▶ _Objective_
Turn the lines of the listing below, from the line containing "<item>lion's ear</item> ->" through the last line of the listing, into a numbered list that leaves out blank lines.

▶ _Data rows_
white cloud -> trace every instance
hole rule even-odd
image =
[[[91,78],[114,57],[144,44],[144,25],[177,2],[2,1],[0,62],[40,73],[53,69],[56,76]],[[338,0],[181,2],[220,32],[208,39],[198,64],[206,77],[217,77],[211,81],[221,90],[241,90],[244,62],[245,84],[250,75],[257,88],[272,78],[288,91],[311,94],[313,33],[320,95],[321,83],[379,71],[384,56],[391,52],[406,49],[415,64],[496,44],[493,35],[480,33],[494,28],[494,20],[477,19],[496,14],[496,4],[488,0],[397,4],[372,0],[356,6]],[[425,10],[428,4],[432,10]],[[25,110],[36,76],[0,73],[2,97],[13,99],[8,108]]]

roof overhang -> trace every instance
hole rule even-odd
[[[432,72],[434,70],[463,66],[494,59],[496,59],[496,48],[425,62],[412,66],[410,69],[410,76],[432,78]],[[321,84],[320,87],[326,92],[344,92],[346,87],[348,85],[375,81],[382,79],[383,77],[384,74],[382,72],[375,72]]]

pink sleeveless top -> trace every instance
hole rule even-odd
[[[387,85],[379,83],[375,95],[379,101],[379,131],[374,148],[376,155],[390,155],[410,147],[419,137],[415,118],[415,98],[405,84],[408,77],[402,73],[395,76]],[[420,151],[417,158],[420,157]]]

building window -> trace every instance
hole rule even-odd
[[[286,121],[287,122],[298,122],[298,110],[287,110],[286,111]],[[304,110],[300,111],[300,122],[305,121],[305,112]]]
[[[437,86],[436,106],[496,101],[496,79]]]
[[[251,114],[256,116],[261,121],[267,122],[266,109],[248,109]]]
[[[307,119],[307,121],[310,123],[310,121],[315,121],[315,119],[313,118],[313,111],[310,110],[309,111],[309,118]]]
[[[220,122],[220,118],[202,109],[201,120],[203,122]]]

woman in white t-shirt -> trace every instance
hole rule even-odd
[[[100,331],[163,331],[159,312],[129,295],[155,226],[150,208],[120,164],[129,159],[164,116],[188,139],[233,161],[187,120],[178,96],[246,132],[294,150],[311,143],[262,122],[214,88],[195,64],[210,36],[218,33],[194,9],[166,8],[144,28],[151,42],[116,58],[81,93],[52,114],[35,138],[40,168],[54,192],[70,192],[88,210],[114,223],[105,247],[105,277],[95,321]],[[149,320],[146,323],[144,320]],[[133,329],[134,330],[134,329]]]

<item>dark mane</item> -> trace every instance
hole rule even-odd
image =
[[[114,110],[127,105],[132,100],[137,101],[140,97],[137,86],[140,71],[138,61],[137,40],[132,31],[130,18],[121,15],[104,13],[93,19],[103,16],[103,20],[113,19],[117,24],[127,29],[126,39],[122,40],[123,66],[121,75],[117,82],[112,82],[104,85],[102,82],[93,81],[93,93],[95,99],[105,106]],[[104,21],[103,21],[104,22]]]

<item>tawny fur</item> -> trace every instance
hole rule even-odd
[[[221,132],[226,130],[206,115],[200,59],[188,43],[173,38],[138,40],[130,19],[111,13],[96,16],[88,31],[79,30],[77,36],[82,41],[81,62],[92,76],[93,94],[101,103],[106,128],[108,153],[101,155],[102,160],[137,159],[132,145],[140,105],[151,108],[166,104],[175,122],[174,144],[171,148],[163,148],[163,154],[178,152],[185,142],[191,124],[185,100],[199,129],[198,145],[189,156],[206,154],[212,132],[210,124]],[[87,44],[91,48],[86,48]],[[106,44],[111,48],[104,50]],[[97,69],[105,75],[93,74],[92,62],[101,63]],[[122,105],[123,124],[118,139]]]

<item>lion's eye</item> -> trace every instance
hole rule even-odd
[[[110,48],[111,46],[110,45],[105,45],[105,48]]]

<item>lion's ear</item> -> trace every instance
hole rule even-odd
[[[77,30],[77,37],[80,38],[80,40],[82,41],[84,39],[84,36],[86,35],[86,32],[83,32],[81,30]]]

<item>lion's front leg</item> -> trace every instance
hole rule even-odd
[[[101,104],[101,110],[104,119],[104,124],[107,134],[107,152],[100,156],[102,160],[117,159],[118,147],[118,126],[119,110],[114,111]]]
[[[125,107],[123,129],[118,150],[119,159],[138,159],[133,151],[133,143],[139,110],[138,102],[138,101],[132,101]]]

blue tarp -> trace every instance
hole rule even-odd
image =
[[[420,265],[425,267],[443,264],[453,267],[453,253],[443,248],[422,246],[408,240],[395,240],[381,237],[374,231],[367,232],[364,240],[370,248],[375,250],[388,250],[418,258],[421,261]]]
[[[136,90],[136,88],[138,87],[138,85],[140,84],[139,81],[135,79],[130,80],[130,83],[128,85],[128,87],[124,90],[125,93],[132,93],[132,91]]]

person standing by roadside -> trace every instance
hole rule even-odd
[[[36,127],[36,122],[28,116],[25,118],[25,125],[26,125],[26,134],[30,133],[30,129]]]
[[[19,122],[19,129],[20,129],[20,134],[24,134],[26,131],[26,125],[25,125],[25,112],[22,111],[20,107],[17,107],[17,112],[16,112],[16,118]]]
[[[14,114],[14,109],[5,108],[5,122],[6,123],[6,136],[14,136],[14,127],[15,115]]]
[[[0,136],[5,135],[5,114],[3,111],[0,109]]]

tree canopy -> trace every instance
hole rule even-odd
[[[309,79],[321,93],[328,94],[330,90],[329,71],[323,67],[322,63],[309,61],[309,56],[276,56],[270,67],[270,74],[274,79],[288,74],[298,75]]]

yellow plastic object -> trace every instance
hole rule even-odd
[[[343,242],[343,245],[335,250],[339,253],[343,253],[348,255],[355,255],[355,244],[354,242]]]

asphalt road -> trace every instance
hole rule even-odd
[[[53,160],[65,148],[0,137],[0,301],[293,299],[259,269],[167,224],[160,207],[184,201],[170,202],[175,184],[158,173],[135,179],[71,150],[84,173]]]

▶ _The reply_
1. <item>lion's ear</item> -> trace every instance
2. hole rule even-odd
3. [[[77,30],[77,37],[80,38],[80,40],[82,41],[84,39],[84,36],[86,35],[86,32],[83,32],[81,30]]]
4. <item>lion's front leg</item> -> trace every instance
5. hole rule even-odd
6. [[[101,104],[101,110],[104,119],[104,124],[107,134],[107,152],[100,156],[102,160],[117,159],[118,147],[118,126],[119,110],[114,111]]]
7. [[[125,107],[123,129],[118,150],[119,159],[138,159],[133,151],[133,143],[139,110],[138,102],[138,101],[132,101]]]
8. blue tarp -> trace every instance
9. hole rule even-odd
10. image =
11. [[[420,265],[425,267],[443,264],[453,267],[453,253],[443,248],[422,246],[408,240],[395,240],[381,237],[374,231],[367,232],[364,240],[370,248],[375,250],[388,250],[418,258],[421,261]]]
12. [[[136,90],[136,88],[138,87],[138,85],[140,84],[139,81],[135,79],[130,80],[130,83],[128,85],[128,87],[124,90],[125,93],[132,93],[132,91]]]
13. person standing by roadside -> trace every instance
14. hole rule even-odd
15. [[[36,127],[36,122],[28,116],[25,118],[25,125],[26,125],[26,134],[30,133],[30,129]]]
16. [[[19,122],[19,129],[20,129],[20,134],[24,134],[26,131],[26,125],[25,125],[25,112],[22,111],[20,107],[17,107],[17,112],[16,112],[16,118]]]
17. [[[14,114],[14,109],[5,108],[5,122],[6,123],[6,136],[14,136],[14,127],[15,115]]]
18. [[[0,136],[5,135],[5,114],[3,111],[0,109]]]
19. tree canopy -> trace every instance
20. hole rule even-odd
21. [[[309,79],[321,93],[328,94],[330,90],[329,71],[323,67],[322,63],[309,61],[309,56],[276,56],[270,67],[270,74],[274,79],[288,74],[298,75]]]
22. yellow plastic object -> trace every instance
23. hole rule even-odd
24. [[[343,242],[343,245],[335,250],[339,253],[343,253],[348,255],[355,255],[355,244],[354,242]]]
25. asphalt road -> trace every instance
26. hole rule even-odd
27. [[[53,160],[65,148],[0,137],[0,301],[293,299],[259,269],[167,224],[160,207],[184,201],[170,202],[175,184],[158,173],[135,179],[71,150],[84,173]]]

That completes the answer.